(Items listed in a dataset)
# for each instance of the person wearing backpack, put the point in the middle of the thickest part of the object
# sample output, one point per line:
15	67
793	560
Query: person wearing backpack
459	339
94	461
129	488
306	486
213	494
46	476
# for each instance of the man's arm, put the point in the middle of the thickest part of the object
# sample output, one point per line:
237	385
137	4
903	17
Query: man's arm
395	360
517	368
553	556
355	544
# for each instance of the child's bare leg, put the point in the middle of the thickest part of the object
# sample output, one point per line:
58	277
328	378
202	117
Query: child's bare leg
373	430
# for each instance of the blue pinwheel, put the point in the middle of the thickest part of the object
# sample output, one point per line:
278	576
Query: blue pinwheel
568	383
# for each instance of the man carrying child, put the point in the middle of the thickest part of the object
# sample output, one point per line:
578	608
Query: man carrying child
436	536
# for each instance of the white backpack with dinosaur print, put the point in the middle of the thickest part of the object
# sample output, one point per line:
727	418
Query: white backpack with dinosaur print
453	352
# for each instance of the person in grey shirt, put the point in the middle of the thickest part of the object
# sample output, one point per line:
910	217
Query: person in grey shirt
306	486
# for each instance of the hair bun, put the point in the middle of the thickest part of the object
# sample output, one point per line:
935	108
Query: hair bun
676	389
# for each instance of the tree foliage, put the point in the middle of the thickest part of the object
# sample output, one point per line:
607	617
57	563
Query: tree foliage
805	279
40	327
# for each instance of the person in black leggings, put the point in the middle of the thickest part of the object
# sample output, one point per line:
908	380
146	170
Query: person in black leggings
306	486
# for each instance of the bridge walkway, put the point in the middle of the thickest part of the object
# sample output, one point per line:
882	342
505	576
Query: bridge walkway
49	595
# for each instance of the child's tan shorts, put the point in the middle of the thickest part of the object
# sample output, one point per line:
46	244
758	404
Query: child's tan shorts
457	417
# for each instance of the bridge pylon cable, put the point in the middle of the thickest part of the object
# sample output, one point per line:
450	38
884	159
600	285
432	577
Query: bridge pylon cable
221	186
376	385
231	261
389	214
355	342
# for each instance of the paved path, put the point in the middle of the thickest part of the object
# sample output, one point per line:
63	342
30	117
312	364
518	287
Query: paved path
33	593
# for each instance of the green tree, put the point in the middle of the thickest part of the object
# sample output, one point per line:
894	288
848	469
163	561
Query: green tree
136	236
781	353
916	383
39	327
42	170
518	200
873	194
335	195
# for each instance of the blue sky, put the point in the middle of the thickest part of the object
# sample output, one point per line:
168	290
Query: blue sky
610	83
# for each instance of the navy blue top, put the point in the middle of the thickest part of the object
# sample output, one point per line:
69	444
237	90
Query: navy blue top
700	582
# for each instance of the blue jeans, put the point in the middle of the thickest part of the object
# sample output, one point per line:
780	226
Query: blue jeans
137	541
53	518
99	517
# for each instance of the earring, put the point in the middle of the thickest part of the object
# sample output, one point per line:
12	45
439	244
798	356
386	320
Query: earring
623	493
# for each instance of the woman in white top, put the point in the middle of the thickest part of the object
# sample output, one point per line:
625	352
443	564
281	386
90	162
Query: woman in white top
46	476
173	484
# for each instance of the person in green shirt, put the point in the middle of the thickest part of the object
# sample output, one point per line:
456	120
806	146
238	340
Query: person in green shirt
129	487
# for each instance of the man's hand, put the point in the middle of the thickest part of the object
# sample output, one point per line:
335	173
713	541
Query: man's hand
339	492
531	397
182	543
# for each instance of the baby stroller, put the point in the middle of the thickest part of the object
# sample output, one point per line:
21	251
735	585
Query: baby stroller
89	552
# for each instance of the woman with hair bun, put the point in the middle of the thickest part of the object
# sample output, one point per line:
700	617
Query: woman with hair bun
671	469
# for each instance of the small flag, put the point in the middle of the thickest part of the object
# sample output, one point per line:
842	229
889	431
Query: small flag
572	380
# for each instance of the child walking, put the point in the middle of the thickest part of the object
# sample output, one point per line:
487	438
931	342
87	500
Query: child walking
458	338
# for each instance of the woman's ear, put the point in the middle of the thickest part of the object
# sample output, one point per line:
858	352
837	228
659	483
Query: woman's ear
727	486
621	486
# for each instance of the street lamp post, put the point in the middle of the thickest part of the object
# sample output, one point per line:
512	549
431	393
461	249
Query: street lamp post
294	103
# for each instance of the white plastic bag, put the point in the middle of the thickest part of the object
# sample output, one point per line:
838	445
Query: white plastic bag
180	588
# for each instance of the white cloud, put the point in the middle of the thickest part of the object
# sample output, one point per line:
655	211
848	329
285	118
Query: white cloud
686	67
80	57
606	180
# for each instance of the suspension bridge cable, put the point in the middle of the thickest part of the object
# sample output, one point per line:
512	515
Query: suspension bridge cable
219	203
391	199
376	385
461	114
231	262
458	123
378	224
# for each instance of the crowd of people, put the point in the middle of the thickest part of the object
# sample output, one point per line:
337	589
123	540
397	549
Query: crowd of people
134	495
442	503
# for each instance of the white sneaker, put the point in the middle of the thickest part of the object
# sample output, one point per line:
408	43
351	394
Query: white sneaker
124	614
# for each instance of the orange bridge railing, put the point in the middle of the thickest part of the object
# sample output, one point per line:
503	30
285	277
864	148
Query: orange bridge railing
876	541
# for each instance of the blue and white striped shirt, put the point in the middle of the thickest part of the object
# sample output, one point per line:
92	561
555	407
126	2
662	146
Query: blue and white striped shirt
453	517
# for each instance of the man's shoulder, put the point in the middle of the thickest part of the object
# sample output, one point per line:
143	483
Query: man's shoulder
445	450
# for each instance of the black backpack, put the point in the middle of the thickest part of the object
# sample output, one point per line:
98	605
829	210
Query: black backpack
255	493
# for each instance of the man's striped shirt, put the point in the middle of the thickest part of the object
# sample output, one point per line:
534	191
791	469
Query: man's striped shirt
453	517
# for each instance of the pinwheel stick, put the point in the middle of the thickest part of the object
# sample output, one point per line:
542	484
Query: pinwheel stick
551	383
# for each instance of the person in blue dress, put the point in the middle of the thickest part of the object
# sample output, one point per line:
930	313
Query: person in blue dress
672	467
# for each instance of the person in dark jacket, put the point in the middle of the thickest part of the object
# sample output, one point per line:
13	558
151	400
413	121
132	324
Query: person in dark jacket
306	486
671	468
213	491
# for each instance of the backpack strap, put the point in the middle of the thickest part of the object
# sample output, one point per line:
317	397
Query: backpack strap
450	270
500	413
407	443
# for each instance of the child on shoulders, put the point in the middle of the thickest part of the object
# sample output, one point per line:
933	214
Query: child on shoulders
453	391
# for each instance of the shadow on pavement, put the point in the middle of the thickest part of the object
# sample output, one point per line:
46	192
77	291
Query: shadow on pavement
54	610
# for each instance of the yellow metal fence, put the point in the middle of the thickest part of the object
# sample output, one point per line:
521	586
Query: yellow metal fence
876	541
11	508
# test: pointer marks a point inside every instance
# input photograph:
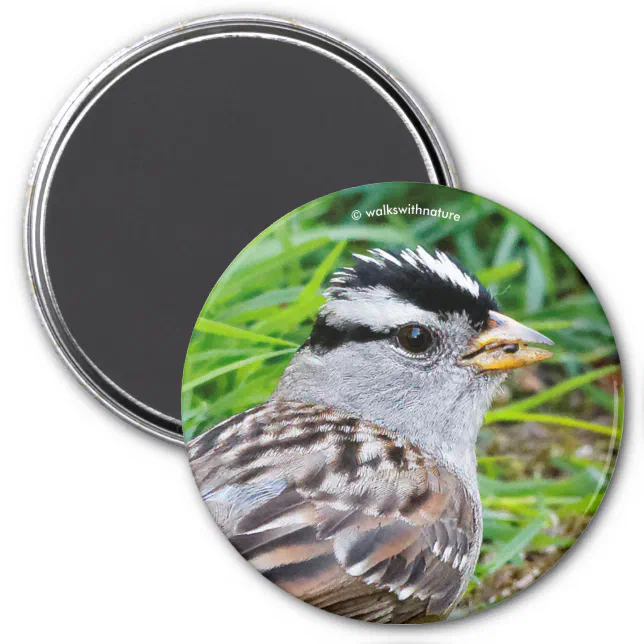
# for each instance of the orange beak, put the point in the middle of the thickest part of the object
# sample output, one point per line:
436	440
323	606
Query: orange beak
503	346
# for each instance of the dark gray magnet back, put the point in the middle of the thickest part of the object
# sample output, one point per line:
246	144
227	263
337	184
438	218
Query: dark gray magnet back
168	171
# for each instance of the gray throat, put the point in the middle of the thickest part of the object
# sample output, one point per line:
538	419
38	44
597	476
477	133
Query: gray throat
439	417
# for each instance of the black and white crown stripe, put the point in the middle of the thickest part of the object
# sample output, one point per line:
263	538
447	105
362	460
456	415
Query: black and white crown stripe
387	289
440	265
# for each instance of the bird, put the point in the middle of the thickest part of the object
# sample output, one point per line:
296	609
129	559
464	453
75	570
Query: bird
354	486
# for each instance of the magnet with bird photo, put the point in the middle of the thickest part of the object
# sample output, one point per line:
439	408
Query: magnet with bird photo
402	403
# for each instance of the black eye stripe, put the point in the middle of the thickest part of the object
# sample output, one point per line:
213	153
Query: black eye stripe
325	337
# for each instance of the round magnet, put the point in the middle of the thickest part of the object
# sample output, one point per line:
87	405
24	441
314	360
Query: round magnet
174	153
402	403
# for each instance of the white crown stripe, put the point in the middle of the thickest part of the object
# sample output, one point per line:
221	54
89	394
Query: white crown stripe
440	264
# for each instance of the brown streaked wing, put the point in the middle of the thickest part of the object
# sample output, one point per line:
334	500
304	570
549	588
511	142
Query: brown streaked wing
338	511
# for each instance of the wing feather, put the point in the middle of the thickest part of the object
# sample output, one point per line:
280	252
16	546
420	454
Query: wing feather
338	511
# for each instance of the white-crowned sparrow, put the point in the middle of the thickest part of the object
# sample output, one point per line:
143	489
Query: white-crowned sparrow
354	487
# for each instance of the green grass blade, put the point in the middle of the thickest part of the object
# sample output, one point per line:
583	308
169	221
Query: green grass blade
322	271
552	393
551	419
228	331
497	273
215	373
517	545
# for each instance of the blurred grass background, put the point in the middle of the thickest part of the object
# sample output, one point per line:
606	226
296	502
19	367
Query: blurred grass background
548	446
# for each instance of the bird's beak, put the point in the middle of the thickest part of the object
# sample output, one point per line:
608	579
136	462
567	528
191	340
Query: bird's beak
503	345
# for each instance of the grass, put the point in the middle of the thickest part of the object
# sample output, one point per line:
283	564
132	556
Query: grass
546	450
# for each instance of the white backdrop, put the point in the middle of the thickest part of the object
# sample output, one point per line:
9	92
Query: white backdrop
104	536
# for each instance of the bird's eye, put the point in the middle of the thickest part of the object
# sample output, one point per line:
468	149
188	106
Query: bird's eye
414	338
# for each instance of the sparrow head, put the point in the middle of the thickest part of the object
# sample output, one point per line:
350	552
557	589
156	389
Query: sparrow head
413	342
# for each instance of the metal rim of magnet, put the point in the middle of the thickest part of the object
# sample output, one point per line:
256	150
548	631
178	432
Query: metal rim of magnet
440	169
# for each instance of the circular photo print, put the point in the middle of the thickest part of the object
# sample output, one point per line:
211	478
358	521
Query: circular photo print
402	403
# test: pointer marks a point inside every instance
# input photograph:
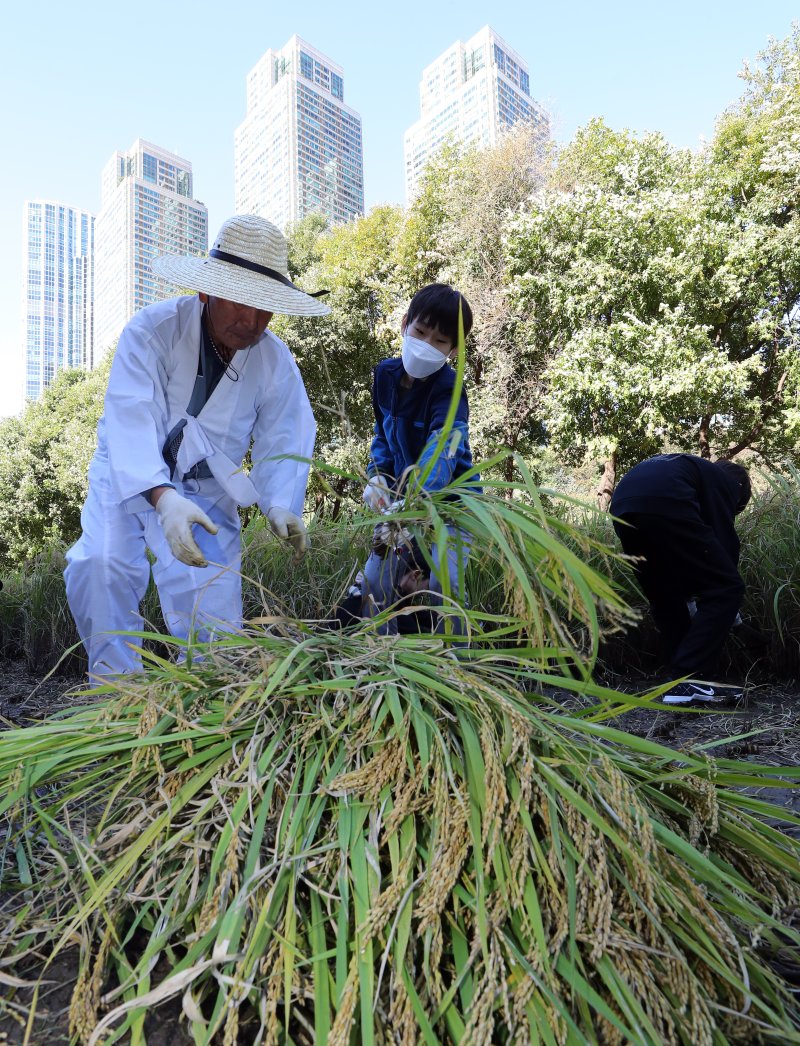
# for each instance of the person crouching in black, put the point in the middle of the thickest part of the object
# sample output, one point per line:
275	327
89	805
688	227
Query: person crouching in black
677	513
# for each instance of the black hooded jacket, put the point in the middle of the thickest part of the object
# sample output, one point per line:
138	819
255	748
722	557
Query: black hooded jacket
682	486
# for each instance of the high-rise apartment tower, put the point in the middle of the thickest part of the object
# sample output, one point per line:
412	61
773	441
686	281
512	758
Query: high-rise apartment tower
58	292
146	209
472	93
298	150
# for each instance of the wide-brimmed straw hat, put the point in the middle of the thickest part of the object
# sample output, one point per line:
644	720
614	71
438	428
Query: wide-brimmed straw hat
249	265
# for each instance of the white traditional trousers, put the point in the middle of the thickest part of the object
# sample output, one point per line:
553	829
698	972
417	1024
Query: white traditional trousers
108	572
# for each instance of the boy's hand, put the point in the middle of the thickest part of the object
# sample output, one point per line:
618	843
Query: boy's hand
376	494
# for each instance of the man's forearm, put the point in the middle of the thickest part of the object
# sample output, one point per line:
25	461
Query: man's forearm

What is expected. Lines holding the word "forearm" should be copied from the entries above.

Result below.
# for each instance of the man's forearm, put the point in the middle of the thickest part of the object
Query: man's forearm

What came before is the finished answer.